** start of Exercise inputs **

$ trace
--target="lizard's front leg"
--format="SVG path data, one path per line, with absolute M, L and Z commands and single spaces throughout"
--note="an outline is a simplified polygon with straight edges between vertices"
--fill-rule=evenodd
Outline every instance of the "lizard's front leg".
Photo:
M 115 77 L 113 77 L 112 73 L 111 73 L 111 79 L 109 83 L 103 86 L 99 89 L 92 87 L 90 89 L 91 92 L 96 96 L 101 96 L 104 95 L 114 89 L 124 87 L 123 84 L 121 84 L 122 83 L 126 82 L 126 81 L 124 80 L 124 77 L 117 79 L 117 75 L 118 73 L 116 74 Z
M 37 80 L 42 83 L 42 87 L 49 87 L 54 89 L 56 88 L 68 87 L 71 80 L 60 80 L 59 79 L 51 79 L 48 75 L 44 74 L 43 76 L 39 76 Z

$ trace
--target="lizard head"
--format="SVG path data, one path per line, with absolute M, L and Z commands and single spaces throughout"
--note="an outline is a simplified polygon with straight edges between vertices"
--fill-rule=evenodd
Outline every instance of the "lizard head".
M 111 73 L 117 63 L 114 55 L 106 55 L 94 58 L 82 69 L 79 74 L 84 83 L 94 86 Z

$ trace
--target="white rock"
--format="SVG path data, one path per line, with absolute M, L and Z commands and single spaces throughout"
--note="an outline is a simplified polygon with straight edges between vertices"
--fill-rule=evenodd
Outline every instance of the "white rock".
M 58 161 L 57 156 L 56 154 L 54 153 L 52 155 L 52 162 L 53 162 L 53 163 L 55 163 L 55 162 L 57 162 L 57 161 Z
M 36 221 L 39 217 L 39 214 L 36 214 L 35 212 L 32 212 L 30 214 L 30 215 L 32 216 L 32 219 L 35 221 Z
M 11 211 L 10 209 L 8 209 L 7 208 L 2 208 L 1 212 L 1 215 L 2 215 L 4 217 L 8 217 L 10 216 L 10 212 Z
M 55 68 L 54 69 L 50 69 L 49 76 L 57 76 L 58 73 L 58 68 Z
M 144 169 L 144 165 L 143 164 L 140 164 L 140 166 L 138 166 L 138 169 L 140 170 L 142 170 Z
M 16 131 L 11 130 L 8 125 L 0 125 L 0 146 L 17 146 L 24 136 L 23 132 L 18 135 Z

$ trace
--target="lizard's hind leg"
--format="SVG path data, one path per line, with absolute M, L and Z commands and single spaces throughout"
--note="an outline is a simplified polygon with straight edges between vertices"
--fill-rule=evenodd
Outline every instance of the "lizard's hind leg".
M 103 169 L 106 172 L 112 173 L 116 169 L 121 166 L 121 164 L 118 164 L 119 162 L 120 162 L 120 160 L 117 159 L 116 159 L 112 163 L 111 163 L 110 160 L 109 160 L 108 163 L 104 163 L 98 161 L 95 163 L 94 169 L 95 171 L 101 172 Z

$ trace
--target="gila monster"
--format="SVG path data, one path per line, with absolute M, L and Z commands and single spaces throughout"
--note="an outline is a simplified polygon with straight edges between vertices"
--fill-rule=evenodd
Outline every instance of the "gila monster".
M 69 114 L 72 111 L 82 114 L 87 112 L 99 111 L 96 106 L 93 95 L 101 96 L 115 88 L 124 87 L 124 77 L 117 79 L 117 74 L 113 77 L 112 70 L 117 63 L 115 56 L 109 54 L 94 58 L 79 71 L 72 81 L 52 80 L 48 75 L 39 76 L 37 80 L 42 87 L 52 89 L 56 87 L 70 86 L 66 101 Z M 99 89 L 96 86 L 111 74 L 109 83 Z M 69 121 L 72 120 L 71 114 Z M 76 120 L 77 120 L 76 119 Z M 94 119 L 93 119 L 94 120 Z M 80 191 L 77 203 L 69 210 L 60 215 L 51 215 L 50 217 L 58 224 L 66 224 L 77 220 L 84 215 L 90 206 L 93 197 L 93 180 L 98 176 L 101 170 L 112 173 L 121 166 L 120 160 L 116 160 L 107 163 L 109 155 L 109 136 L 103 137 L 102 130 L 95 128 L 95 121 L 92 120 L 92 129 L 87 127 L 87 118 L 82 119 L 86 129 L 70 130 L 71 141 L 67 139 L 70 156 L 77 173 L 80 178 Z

** end of Exercise inputs **

Problem to solve: Print every line of the entries above again, character for character, with nothing added, dropped, or reordered.

Worked solution:
$ trace
--target="lizard's front leg"
--format="SVG path data, one path per line, with absolute M, L and Z commands and single spaces throughout"
--note="an outline is a simplified polygon with straight edges between vertices"
--fill-rule=evenodd
Outline every instance of the "lizard's front leg".
Photo:
M 115 77 L 113 77 L 112 73 L 111 73 L 111 79 L 109 83 L 103 86 L 99 89 L 92 87 L 90 89 L 91 92 L 96 96 L 101 96 L 104 95 L 114 89 L 124 87 L 123 84 L 121 84 L 122 83 L 126 82 L 126 81 L 124 80 L 124 77 L 117 79 L 117 75 L 118 73 L 116 74 Z
M 37 80 L 42 83 L 42 87 L 49 87 L 54 89 L 56 88 L 68 87 L 71 80 L 60 80 L 59 79 L 51 79 L 48 75 L 44 74 L 43 76 L 39 76 Z

$ trace
--target="lizard head"
--format="SVG path data, one path per line, with absolute M, L and Z commands and single spaces throughout"
--note="an outline is a simplified polygon with straight edges between vertices"
--fill-rule=evenodd
Outline every instance of the "lizard head".
M 111 73 L 117 63 L 114 55 L 106 55 L 94 58 L 82 69 L 79 74 L 84 83 L 94 86 Z

$ trace
--target="white rock"
--format="SVG path data, one path per line, with absolute M, L and Z commands and single spaces throughout"
--note="an outline is a simplified polygon with straight edges between vertices"
--fill-rule=evenodd
Outline every instance of the "white rock".
M 58 161 L 57 156 L 56 154 L 54 153 L 52 155 L 52 162 L 53 162 L 53 163 L 55 163 L 55 162 L 57 162 L 57 161 Z
M 36 221 L 39 217 L 39 214 L 36 214 L 35 212 L 32 212 L 30 214 L 30 215 L 32 216 L 32 219 L 35 221 Z
M 11 211 L 10 209 L 8 209 L 7 208 L 2 208 L 1 212 L 1 215 L 2 215 L 4 217 L 8 217 L 10 216 L 10 212 Z
M 55 68 L 54 69 L 50 69 L 49 76 L 57 76 L 58 73 L 58 68 Z
M 144 169 L 144 165 L 143 164 L 140 164 L 140 166 L 138 166 L 138 169 L 140 170 L 142 170 Z
M 16 131 L 11 130 L 8 125 L 0 125 L 0 146 L 17 146 L 24 136 L 23 132 L 18 135 Z

$ trace
--target="lizard's hind leg"
--format="SVG path data, one path per line, with absolute M, L and Z commands and single spaces throughout"
--note="an outline is a simplified polygon with straight edges between vertices"
--fill-rule=evenodd
Outline every instance of the "lizard's hind leg".
M 103 169 L 106 172 L 112 173 L 116 169 L 121 166 L 121 164 L 118 164 L 119 162 L 120 162 L 120 160 L 117 159 L 116 159 L 112 163 L 111 163 L 110 160 L 109 160 L 108 163 L 104 163 L 98 161 L 95 163 L 94 169 L 95 171 L 101 172 Z

$ trace
--target="gila monster"
--format="SVG path data, one path per line, with absolute M, L and Z commands and single spaces throughout"
--note="an outline is a simplified polygon with straight edges between vertices"
--fill-rule=evenodd
Outline every instance of the "gila monster".
M 69 114 L 72 111 L 82 114 L 87 112 L 99 111 L 96 106 L 93 95 L 101 96 L 115 88 L 124 87 L 124 77 L 117 79 L 117 74 L 113 77 L 112 70 L 117 63 L 115 56 L 109 54 L 94 58 L 79 71 L 72 81 L 52 80 L 48 75 L 39 76 L 37 80 L 42 87 L 52 89 L 56 87 L 70 86 L 66 101 Z M 99 89 L 96 86 L 111 74 L 109 83 Z M 69 121 L 72 120 L 71 114 Z M 76 120 L 77 120 L 76 119 Z M 94 119 L 93 119 L 94 120 Z M 80 191 L 77 203 L 69 210 L 60 215 L 51 215 L 50 217 L 58 224 L 66 224 L 77 220 L 84 215 L 90 206 L 93 197 L 93 180 L 98 176 L 101 170 L 112 173 L 121 166 L 120 160 L 116 160 L 107 163 L 109 155 L 109 136 L 103 137 L 102 130 L 95 128 L 95 121 L 92 120 L 92 129 L 87 127 L 87 118 L 82 119 L 86 129 L 70 130 L 71 141 L 67 139 L 70 156 L 77 173 L 80 178 Z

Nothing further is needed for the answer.